Data to process >>

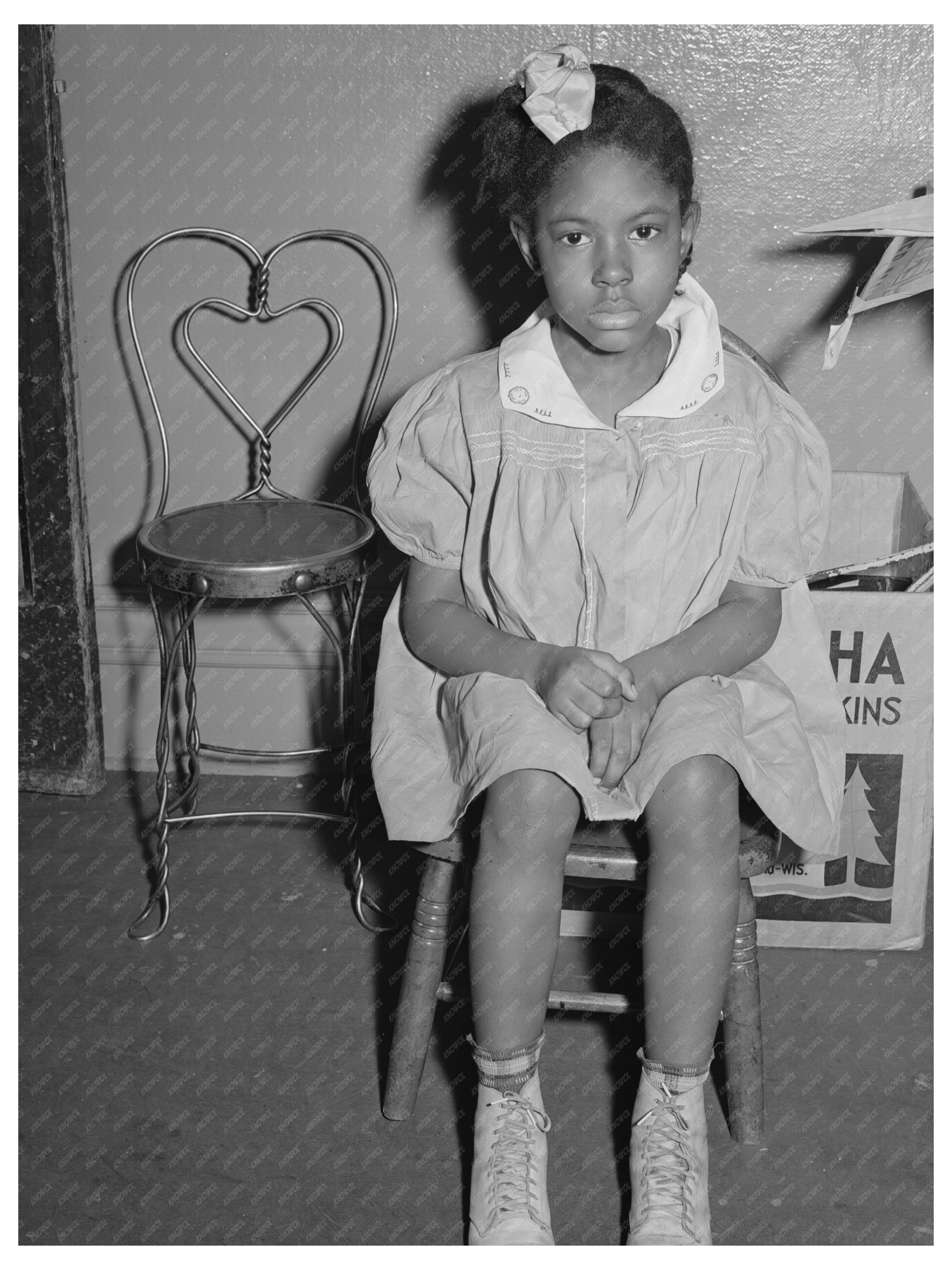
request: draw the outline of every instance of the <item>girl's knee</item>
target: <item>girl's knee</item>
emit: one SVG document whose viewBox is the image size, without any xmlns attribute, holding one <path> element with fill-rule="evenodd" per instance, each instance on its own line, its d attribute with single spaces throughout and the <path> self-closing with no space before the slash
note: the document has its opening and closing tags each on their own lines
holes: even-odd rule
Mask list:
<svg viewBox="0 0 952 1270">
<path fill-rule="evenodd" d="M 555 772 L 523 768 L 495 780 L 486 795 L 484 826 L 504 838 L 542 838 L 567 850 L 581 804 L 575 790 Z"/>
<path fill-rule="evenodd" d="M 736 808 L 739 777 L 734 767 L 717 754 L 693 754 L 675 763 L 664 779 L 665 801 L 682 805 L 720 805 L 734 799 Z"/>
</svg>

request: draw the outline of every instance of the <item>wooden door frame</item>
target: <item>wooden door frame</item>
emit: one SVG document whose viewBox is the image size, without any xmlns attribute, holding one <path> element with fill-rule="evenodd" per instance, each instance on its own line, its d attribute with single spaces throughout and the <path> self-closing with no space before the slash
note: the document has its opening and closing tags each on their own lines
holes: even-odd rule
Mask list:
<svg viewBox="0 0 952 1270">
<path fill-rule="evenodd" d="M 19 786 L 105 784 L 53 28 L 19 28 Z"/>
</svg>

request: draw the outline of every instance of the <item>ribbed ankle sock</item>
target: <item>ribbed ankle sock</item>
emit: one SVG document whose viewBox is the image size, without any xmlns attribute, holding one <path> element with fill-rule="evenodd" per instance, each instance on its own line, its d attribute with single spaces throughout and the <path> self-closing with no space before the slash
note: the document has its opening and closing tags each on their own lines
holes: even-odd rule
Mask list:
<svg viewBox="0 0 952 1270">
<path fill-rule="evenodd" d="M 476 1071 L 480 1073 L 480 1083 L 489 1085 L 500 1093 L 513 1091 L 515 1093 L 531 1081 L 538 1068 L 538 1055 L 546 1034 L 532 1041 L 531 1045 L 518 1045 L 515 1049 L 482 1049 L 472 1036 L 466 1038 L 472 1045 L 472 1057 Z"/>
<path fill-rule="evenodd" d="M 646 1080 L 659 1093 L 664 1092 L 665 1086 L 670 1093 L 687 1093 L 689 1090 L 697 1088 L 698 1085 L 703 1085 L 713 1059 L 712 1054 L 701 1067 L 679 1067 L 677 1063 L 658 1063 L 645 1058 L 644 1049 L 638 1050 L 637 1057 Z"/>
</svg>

Written request >> Copy out all of the material above with "draw the outline of" swapped for "trace the edge of" wherever it appears, changing nothing else. Leave the pictures out.

Written reply >>
request: trace the edge of every instance of the <item>girl's knee</item>
target: <item>girl's knee</item>
emit: one SVG document whose viewBox is the image size, without any xmlns attribute, holding one <path> element with fill-rule="evenodd" per instance, each instance on its own line, its d attribute with single spaces throughout and the <path> self-closing with no space before the slash
note: the document has its opening and closing tags each on their own lines
holes: even-odd rule
Mask list:
<svg viewBox="0 0 952 1270">
<path fill-rule="evenodd" d="M 555 772 L 523 768 L 495 780 L 486 795 L 484 826 L 504 838 L 542 838 L 567 850 L 581 804 L 575 790 Z"/>
<path fill-rule="evenodd" d="M 736 808 L 739 777 L 734 767 L 717 754 L 693 754 L 675 763 L 664 779 L 665 801 L 682 805 L 720 805 L 734 799 Z"/>
</svg>

request: trace the edge of every instance of the <item>wooden door frame</item>
target: <item>wooden door frame</item>
emit: one SVG document whose viewBox is the image size, without any xmlns attribute, holding one <path> element with fill-rule="evenodd" per instance, each instance on its own line, its d attribute with single spaces throughout and the <path> self-closing with no space before the slash
note: the document has its opening and closing tags each on their own lines
holes: even-odd rule
Mask list:
<svg viewBox="0 0 952 1270">
<path fill-rule="evenodd" d="M 19 786 L 105 784 L 53 28 L 19 28 Z"/>
</svg>

request: trace the edge of every instance of the <item>ribbed ankle sock</item>
target: <item>ribbed ankle sock</item>
emit: one SVG document whose viewBox is the image size, without any xmlns attribute, holding one <path> element with fill-rule="evenodd" per instance, each instance on its own line, its d attribute with single spaces throughout and the <path> self-closing with no space before the slash
note: the document has its opening and closing tags each on their own lines
holes: even-odd rule
Mask list:
<svg viewBox="0 0 952 1270">
<path fill-rule="evenodd" d="M 476 1071 L 480 1073 L 480 1083 L 489 1085 L 500 1093 L 513 1091 L 515 1093 L 531 1081 L 538 1068 L 538 1055 L 546 1034 L 532 1041 L 531 1045 L 518 1045 L 515 1049 L 482 1049 L 472 1036 L 466 1038 L 472 1045 L 472 1057 Z"/>
<path fill-rule="evenodd" d="M 646 1080 L 659 1093 L 664 1092 L 665 1086 L 670 1093 L 687 1093 L 689 1090 L 697 1088 L 698 1085 L 703 1085 L 713 1059 L 712 1054 L 701 1067 L 679 1067 L 677 1063 L 658 1063 L 645 1058 L 644 1049 L 638 1050 L 637 1057 Z"/>
</svg>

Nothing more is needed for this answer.